## WORK ORDER
In the records below, find the line containing "Each instance of the seated". Restate it and all the lines after it exactly, and omit the rest.

(DATA SHOWN begins)

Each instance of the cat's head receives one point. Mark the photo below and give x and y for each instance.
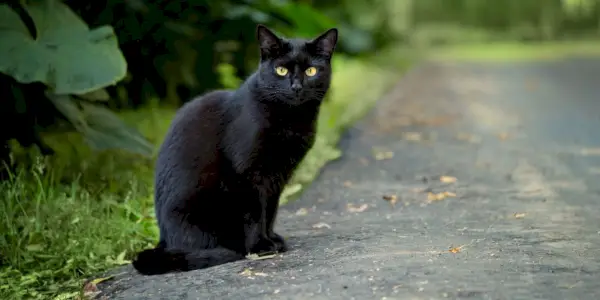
(295, 70)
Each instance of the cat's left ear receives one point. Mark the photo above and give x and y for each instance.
(325, 43)
(269, 43)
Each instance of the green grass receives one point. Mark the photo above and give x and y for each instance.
(514, 51)
(73, 215)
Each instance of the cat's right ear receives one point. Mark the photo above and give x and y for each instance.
(268, 42)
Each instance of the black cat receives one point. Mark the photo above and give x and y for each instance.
(228, 155)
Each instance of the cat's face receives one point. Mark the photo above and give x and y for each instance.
(295, 70)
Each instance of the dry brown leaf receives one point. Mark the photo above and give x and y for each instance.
(412, 136)
(255, 256)
(321, 225)
(392, 199)
(468, 138)
(301, 212)
(519, 215)
(352, 208)
(384, 155)
(439, 196)
(590, 151)
(250, 274)
(455, 249)
(447, 179)
(503, 136)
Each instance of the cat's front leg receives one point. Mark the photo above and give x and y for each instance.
(271, 215)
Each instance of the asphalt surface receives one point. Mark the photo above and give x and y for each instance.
(521, 221)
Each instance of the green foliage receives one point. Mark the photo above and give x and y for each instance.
(72, 64)
(54, 235)
(64, 54)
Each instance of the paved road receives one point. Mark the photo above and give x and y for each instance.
(522, 220)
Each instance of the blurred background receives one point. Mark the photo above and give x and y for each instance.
(89, 88)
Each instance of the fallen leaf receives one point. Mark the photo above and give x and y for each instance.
(255, 256)
(90, 289)
(101, 279)
(439, 196)
(468, 138)
(246, 272)
(321, 225)
(384, 155)
(590, 151)
(447, 179)
(352, 208)
(455, 250)
(301, 212)
(519, 215)
(412, 136)
(249, 273)
(503, 136)
(392, 199)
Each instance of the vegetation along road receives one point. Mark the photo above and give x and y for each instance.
(468, 180)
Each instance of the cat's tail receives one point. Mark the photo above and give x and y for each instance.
(160, 260)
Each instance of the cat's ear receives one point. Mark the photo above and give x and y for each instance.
(325, 43)
(269, 43)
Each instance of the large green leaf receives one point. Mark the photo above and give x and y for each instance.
(101, 128)
(65, 55)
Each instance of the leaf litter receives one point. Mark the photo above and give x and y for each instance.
(248, 272)
(448, 179)
(353, 208)
(392, 199)
(431, 197)
(321, 225)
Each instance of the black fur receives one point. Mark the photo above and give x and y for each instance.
(228, 154)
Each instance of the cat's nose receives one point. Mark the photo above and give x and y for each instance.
(296, 87)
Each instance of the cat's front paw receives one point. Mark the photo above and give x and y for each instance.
(279, 241)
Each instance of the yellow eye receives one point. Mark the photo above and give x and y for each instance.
(281, 71)
(312, 71)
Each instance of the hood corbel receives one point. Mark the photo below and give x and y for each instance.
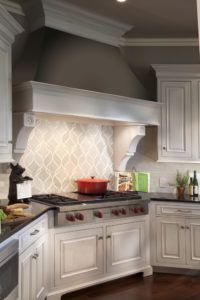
(126, 139)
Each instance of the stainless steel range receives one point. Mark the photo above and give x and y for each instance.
(75, 208)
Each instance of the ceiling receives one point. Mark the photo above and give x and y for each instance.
(149, 18)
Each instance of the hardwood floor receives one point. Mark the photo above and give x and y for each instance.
(156, 287)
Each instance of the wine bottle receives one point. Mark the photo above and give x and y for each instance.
(191, 187)
(195, 185)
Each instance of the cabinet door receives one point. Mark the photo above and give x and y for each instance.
(26, 275)
(193, 242)
(170, 240)
(33, 271)
(5, 103)
(176, 125)
(78, 255)
(40, 269)
(125, 246)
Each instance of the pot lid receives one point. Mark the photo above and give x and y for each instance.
(92, 179)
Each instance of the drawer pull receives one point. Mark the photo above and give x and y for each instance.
(184, 210)
(36, 231)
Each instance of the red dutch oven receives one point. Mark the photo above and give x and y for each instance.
(92, 186)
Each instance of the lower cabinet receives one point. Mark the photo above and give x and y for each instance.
(125, 246)
(33, 271)
(78, 255)
(176, 232)
(86, 256)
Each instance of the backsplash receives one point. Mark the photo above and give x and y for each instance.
(59, 152)
(162, 175)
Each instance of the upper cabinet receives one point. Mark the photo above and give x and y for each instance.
(8, 29)
(178, 89)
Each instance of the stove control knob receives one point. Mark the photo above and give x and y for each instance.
(79, 216)
(115, 212)
(123, 211)
(136, 210)
(70, 217)
(98, 214)
(142, 209)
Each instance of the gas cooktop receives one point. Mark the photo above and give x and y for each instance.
(76, 198)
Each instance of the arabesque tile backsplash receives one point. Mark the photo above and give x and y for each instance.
(59, 152)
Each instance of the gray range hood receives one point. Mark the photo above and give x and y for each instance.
(128, 115)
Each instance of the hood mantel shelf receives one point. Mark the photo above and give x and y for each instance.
(32, 98)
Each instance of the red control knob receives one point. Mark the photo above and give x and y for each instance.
(79, 216)
(115, 212)
(142, 209)
(70, 217)
(123, 211)
(136, 210)
(98, 214)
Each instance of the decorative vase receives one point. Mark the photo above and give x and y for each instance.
(180, 192)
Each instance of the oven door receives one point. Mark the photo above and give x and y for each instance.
(9, 271)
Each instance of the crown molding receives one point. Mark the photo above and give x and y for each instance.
(12, 7)
(9, 27)
(175, 70)
(72, 19)
(161, 42)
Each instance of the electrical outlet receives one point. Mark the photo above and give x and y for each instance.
(2, 184)
(163, 182)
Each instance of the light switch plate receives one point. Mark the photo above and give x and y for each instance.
(24, 190)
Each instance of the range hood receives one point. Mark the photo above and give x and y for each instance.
(128, 115)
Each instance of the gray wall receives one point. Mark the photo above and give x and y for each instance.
(59, 58)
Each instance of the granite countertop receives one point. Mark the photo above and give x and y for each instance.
(8, 229)
(173, 198)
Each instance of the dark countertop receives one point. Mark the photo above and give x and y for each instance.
(173, 198)
(8, 229)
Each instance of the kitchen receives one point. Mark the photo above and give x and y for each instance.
(72, 121)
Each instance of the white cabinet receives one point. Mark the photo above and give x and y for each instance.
(78, 255)
(178, 89)
(170, 240)
(176, 235)
(33, 263)
(33, 271)
(89, 254)
(125, 246)
(176, 125)
(8, 29)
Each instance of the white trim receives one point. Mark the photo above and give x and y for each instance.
(54, 99)
(72, 19)
(161, 42)
(177, 71)
(9, 26)
(12, 7)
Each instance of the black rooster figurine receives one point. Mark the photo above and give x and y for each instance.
(15, 178)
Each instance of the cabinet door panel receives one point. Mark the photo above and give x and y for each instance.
(41, 268)
(78, 255)
(5, 103)
(170, 240)
(176, 120)
(26, 275)
(125, 246)
(193, 242)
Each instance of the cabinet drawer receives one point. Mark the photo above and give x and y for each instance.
(177, 210)
(33, 233)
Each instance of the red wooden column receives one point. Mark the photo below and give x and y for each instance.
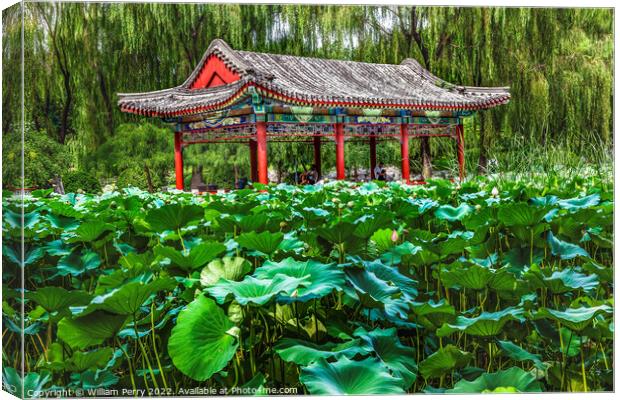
(317, 154)
(373, 156)
(261, 151)
(404, 152)
(460, 150)
(253, 165)
(339, 130)
(178, 160)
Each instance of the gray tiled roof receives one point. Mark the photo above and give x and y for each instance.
(314, 81)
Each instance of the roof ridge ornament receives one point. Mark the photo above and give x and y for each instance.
(227, 54)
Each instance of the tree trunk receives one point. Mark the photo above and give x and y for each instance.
(425, 151)
(482, 147)
(149, 181)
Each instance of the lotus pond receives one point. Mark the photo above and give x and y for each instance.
(333, 289)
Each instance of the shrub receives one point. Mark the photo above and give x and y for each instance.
(44, 158)
(80, 180)
(132, 176)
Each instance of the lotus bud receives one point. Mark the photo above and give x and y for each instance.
(235, 313)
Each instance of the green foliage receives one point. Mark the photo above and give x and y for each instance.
(80, 181)
(131, 151)
(560, 74)
(44, 158)
(488, 286)
(203, 341)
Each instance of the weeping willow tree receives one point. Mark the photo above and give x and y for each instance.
(558, 63)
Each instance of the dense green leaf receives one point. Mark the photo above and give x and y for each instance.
(203, 341)
(89, 330)
(511, 380)
(346, 377)
(173, 216)
(443, 361)
(230, 268)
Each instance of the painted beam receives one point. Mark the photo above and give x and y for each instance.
(404, 152)
(261, 152)
(460, 151)
(178, 160)
(340, 171)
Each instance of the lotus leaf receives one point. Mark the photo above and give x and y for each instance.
(565, 250)
(89, 330)
(264, 242)
(443, 361)
(256, 291)
(78, 262)
(193, 258)
(520, 214)
(510, 380)
(517, 353)
(95, 359)
(127, 299)
(376, 292)
(173, 217)
(452, 214)
(32, 383)
(53, 298)
(485, 324)
(203, 341)
(346, 377)
(580, 203)
(229, 268)
(302, 352)
(322, 278)
(399, 359)
(575, 319)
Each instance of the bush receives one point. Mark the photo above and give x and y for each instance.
(132, 176)
(132, 148)
(80, 180)
(44, 158)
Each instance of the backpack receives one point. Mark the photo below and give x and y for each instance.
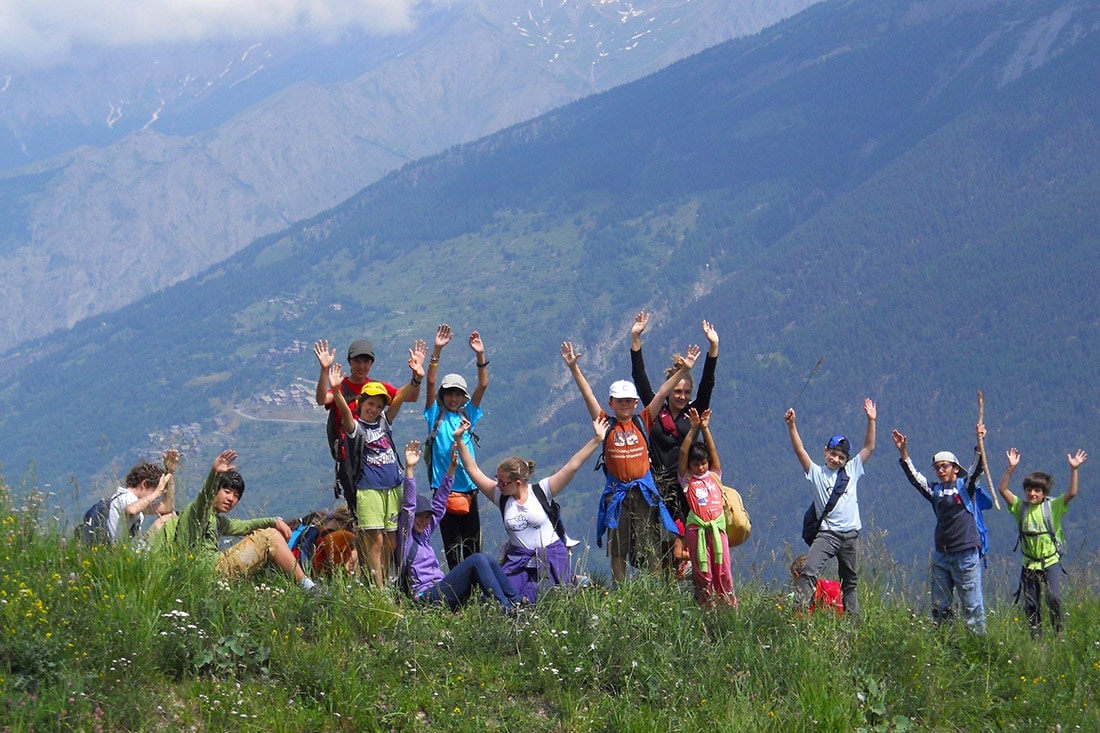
(350, 456)
(333, 428)
(549, 505)
(303, 543)
(983, 503)
(94, 529)
(1059, 548)
(737, 520)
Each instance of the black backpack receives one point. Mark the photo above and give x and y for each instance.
(549, 505)
(333, 427)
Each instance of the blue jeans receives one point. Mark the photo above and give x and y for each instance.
(845, 547)
(958, 571)
(480, 570)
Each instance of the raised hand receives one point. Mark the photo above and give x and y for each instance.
(224, 461)
(476, 345)
(1077, 459)
(870, 409)
(336, 375)
(569, 354)
(325, 356)
(442, 336)
(461, 430)
(711, 334)
(172, 458)
(411, 452)
(692, 356)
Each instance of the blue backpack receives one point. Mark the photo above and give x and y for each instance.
(92, 529)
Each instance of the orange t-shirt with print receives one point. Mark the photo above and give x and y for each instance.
(626, 452)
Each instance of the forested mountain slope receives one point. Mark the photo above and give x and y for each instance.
(906, 189)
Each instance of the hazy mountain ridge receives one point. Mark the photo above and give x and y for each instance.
(930, 238)
(284, 137)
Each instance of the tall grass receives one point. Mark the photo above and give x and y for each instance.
(106, 638)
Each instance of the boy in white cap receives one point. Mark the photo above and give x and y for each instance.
(630, 506)
(960, 542)
(833, 518)
(443, 411)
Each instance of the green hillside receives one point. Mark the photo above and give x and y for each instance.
(910, 192)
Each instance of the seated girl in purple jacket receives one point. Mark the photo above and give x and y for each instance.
(416, 559)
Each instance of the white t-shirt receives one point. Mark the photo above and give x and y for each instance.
(527, 524)
(120, 526)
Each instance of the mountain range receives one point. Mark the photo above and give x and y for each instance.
(886, 199)
(140, 167)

(DATA SHOWN ends)

## RESPONSE BELOW
Each instance of the seated girl in purple jacket receives one point. Mark the photo above and give x and y for each instance.
(416, 559)
Each instance of the white t-shirt receives one point. Mark the photo above and give x and y for each instance.
(527, 524)
(120, 526)
Each instance of the mountain range receives one point. Mark the photo above and give x and y for each instance.
(886, 199)
(140, 167)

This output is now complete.